- **WHAT NEEDS TO BE DONE**
In the entries below, find the line containing "point per instance: wooden door". Copy it and all lines after it, exactly, through the end.

- **GIVEN DATA**
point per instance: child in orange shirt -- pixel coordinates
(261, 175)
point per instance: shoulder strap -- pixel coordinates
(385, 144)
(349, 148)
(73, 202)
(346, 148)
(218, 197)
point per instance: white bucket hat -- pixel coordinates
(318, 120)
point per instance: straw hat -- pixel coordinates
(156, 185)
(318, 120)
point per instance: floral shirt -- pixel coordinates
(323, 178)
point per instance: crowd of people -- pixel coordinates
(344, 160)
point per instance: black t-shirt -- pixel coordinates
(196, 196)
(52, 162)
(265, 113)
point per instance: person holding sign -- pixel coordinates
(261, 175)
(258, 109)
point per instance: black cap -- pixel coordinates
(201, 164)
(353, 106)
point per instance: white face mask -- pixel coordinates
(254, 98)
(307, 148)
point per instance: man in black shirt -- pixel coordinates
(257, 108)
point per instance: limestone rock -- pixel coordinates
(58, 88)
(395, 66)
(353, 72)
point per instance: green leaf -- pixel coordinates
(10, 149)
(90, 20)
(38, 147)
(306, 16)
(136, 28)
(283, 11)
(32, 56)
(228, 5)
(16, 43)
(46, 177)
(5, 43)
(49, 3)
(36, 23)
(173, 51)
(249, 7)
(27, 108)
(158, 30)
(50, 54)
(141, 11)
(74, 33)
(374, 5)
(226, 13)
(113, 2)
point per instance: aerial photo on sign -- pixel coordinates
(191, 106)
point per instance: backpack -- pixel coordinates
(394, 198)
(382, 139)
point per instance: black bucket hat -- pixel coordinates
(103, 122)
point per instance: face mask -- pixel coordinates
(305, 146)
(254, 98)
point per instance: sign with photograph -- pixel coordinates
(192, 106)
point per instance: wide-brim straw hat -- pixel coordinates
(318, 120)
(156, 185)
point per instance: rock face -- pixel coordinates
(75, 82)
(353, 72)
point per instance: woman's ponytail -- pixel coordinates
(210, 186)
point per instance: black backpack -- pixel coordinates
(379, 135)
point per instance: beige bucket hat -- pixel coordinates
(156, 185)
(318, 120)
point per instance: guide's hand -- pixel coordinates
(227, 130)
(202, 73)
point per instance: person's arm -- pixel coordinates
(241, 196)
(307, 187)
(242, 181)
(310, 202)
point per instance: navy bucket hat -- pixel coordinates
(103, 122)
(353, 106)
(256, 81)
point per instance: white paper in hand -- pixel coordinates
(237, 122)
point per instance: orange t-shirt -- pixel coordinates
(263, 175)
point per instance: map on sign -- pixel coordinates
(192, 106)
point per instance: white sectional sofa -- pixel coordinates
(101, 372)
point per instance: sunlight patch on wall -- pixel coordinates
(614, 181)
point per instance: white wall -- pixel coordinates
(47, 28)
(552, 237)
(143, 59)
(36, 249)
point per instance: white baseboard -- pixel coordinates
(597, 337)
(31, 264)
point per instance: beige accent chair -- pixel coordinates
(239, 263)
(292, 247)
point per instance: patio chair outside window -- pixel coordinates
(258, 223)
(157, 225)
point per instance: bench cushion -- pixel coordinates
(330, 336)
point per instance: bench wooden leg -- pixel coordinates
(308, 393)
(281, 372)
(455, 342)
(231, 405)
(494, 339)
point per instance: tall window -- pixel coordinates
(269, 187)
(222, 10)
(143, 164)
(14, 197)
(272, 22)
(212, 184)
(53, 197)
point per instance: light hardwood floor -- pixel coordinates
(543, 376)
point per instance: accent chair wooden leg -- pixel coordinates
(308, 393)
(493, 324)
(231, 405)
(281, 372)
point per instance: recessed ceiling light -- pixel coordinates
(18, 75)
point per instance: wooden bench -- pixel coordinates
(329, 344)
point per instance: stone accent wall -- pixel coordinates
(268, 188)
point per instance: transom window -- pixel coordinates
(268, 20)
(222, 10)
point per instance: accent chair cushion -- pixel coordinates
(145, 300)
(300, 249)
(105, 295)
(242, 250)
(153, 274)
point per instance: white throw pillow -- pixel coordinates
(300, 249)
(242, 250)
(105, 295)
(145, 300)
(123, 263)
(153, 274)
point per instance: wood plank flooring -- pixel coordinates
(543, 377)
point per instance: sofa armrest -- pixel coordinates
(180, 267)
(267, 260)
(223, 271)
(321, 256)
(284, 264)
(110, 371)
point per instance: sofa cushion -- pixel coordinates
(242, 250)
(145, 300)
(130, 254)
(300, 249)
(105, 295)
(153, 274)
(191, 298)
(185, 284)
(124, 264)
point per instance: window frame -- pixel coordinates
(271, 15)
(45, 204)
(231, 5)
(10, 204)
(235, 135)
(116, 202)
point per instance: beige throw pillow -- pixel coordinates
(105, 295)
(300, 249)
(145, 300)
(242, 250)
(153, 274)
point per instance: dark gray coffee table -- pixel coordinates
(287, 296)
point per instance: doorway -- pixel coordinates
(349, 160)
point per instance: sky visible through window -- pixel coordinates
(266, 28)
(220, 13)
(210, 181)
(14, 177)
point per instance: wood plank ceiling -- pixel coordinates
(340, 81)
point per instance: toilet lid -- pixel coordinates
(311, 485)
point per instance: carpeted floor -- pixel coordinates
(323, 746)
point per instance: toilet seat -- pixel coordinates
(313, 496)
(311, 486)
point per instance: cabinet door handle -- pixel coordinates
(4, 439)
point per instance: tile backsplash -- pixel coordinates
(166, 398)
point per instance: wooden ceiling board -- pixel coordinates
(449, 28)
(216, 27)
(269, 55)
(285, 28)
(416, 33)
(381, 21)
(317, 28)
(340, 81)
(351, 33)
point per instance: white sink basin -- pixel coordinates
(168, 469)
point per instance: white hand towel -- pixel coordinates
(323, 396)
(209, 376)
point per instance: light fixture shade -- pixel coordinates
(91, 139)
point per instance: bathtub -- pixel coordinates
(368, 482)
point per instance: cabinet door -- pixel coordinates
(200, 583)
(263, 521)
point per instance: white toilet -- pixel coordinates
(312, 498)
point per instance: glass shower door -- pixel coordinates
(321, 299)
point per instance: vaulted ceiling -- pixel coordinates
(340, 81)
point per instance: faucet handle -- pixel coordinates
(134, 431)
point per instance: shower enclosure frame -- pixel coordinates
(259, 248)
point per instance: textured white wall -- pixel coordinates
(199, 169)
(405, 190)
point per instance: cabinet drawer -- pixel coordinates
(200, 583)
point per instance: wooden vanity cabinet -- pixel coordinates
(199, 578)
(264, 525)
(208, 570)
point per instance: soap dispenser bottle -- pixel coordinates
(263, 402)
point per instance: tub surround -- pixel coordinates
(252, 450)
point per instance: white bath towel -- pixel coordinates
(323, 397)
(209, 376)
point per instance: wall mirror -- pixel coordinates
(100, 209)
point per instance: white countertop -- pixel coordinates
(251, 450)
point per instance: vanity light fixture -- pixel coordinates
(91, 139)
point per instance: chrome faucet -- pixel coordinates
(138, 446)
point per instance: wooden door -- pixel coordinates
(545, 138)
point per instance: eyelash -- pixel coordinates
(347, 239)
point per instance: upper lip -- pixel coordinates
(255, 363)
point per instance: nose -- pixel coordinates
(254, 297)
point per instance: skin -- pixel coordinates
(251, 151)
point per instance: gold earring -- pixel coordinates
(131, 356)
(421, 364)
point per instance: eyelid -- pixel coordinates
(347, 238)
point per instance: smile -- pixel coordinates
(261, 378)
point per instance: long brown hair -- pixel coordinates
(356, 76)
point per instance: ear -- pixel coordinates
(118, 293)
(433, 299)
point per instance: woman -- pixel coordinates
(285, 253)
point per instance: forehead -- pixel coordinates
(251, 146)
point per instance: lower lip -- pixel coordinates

- **FINAL RESULT**
point per instance: wooden door -- pixel coordinates
(545, 138)
point per instance: eyelash -- pixel coordinates
(347, 239)
point per instance: upper lip -- pixel coordinates
(255, 363)
point per instance: nose -- pixel coordinates
(254, 297)
point per instance: skin -- pixel coordinates
(251, 151)
point per instance: gold earring -- pixel coordinates
(131, 356)
(421, 364)
point per instance: eyelid -- pixel coordinates
(347, 238)
point per instance: smile -- pixel coordinates
(261, 378)
point per instance: long brown hair -- pixel coordinates
(356, 76)
point per instance: ear -- pixel coordinates
(118, 293)
(433, 299)
point per instance: woman -- pixel coordinates
(285, 253)
point per instance: forehead -- pixel coordinates
(251, 146)
point per instance: lower lip -- pixel coordinates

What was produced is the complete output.